## Fragment
#####

30 marca 2015

Satisfied prize

Takie wdzianko wygrzebałam ostatnio na resztkach resztek przecen w hajmioku - czyli po mojemu w H&M, to trochę tak po śląsku :D Cena jak się patrzy bo całe 30zł ha!
Milusiński ciepły miś, można by go tak nazwać. Pleciony z takich sznurków co zostały pocięte ze starej dzianinowej sukienki ( na przykład ) A jaki przyjemny w noszeniu, no rewelka. 
Zdjęcia zostały zrobione niecały tydzień temu. W jeden z tych dni co słonko przygrzało i jakieś 18 stopni było. No ale jak to w marcu - jak w garncu dziś już plucha, zimno i wieje. Nie martwcie się na święta ma spaść śnieg, bo na Boże narodzenie nie było :P

A co powiecie na moje obuwie? :D 
To chyba trzeci raz na blogu jak mam obcasy - ot szaleństwo :P









fot Kasia
narzuta - H&M
top - H&M
spodnie - gift, Bershka
buty - Mango
naszyjnik - River Island

23 marca 2015

High and beautiful

Tak pięknie, tak wysoko.
Tydzień urlopu w Alpach. Jak już wcześniej wyznałam na moim fanpage była to moja pierwsza wizyta w tych górach             i pierwszy tego typu urlop, podczas którego odczuwa się sporo bólu :D 
Dolina Aosty a ponad 1700m wyżej ośrodek narciarski Pila do którego prowadziła imponująca serpentyna dróg - osoby           o słabych nerwach nie powinny jej wybierać ;) Na dole wiosna a u góry zima. 
Widoki jak sami widzicie. Przy pełnym słońcu oczom pokazywały się niewyobrażalnie piękne krajobrazy. Prawdziwe góry w pełnej krasie. Na pierwszym zdjęciu chyba udało mi się uchwycić Mont Blanc.
Dobrze, że teraz telefony robią całkiem dobre fotki. 

Ah należy też wspomnieć o tym napoju w szklaneczce z bitą śmietaną. To jest Bombardinio olala ;) Po jednym jeździło się zdecydowanie lepiej :P












fot. my iPhone



11 marca 2015

Purple overcoat

Pewnego dnia przed pójście na kolejną czwartkową lekcję szycia wybrałam się do sklepu 
z materiałami z zamiarem upolowania jakiegoś fajnego, grubszego materiału. Ten moment kiedy moje oczy są rozbiegane po tych belkach cudownych materiałów i z każdą sekundą otwierają się coraz bardziej jest tak wyjątkowy jak podróż do Disneylandu ;)

#####

## Do zrobienia
a - Streść fragment bloga w dwóch zdaniach.
b - Kontynuuj fragment bloga, podejmując wpis o wizycie w sklepie z materiałami zaraz po jego ostatnim zdaniu.

## Materiał
#####

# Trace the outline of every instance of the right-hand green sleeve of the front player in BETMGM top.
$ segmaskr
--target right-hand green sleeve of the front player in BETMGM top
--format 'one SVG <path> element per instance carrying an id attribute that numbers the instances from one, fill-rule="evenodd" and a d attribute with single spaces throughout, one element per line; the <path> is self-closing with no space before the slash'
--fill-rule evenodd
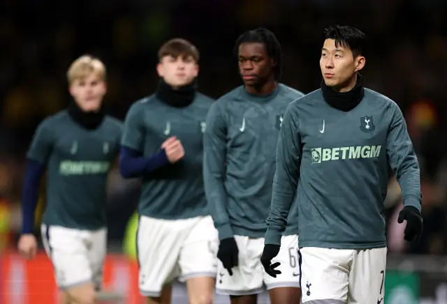
<path id="1" fill-rule="evenodd" d="M 396 105 L 391 116 L 386 153 L 402 190 L 404 206 L 421 209 L 419 162 L 401 110 Z"/>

#####

## Odpowiedzi do zadań
a - Autorka opisuje narzutę kupioną za 30 zł na resztkach przecen w H&M, plecioną ze sznurków z dzianiny i przyjemną w noszeniu, i żartuje, że to chyba trzeci raz na blogu, gdy ma obcasy. Wspomina też tydzień urlopu w Alpach, w ośrodku narciarskim Pila ponad Doliną Aosty, z pięknymi widokami, a na koniec zaczyna opowiadać o wizycie w sklepie z materiałami przed lekcją szycia.

b -
 Nie wyobrażacie sobie jak ja to lubię. Jeśli kiedyś wybiorę się do słynnego zagłębia tkanin 
w centralnej Polsce to będę pływać wśród tony materiałowych bel :D 
Zakupy skończyły się na wełnie parzonej. Od razu wiedziałam, że trzeba pójść level wyżej i pokusić się o uszycie płaszcza :D Tadam - udało się. Nie skromnie mówiąc tryskam dumą, bo wyszło całkiem, całkiem :D 










fot Ewa Kuik
płaszcz - handmade by me ;)
tunel - zwykły sklep
spodnie - H&M
buty - Zalando

1 marca 2015

My story of grey

Więc jaka jest moja historia szarości? Krótka lecz urocza. Bo to nawet nie jest historia lecz zwyczajna miłość hehe. 
Ja po prostu nie mogę się rozstać z ciuchami w odcieniach szarości. I chociaż co roku na wiosnę pojawiają się takie "kolorowe ptaki" w sklepowych witrynach a trendy krzyczą 
a to o dżungli lub o zwierzętach leśnych a ja i tak zawsze wracam do szarości. Kto wie, może kiedyś 
ta historia się zakończy ale póki co trwa :D No fajny jest ten kolor i ten jasny szary wchodzący 
w odcień błękitu i stalowa szarość również a przede wszystkim grafit.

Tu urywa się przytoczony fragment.